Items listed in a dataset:

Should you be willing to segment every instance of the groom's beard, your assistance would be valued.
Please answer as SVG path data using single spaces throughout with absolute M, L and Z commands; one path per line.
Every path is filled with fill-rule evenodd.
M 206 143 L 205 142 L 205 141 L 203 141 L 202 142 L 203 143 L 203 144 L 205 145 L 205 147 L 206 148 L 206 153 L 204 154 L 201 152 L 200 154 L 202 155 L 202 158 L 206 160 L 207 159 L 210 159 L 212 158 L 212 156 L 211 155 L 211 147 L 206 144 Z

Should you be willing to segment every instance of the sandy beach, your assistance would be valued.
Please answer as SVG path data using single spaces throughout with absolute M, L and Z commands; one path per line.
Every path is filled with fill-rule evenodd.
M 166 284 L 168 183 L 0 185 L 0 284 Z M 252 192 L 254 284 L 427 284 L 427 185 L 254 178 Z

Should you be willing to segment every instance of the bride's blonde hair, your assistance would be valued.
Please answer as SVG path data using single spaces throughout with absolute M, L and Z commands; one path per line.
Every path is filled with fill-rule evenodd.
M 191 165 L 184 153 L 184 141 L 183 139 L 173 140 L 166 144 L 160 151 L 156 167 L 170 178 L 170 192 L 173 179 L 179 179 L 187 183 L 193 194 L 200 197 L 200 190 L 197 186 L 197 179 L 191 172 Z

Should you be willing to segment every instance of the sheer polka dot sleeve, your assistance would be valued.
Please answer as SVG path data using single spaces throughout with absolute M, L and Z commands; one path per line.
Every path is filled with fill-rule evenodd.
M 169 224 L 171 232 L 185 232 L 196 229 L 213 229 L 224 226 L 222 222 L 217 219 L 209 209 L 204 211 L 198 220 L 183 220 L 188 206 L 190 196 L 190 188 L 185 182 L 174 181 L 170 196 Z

# [Task prompt]
Take the line holding "Should you be willing to segment every instance of the sandy" and all lines after it through the end of the data, and set them down exactly.

# [Written answer]
Should you be willing to segment every instance of the sandy beach, your assistance would be valued.
Please answer as SVG path data using single spaces throughout with absolute M, L and Z commands; one path per line.
Every path is filled with fill-rule evenodd.
M 166 284 L 168 183 L 0 185 L 0 284 Z M 252 192 L 254 284 L 427 284 L 427 185 L 254 178 Z

Should you be willing to segment every instance of the bride's blonde hair, your assistance would be valued.
Please answer as SVG path data using single spaces throughout with absolute M, L and Z commands; one path per line.
Every path is filled with fill-rule evenodd.
M 191 165 L 184 153 L 184 141 L 183 139 L 173 140 L 166 144 L 160 151 L 156 167 L 170 178 L 170 192 L 173 179 L 179 179 L 187 183 L 193 194 L 200 197 L 200 190 L 197 186 L 197 179 L 191 172 Z

Should you be willing to segment every instance of the sheer polka dot sleeve, your assistance would be valued.
Please answer as SVG path data using single spaces throughout with absolute M, L and Z commands; one path per line.
Every path is filled with fill-rule evenodd.
M 169 224 L 171 232 L 185 232 L 196 229 L 213 229 L 224 226 L 222 222 L 217 219 L 209 209 L 204 211 L 198 220 L 183 220 L 188 206 L 190 196 L 190 188 L 185 182 L 174 181 L 170 196 Z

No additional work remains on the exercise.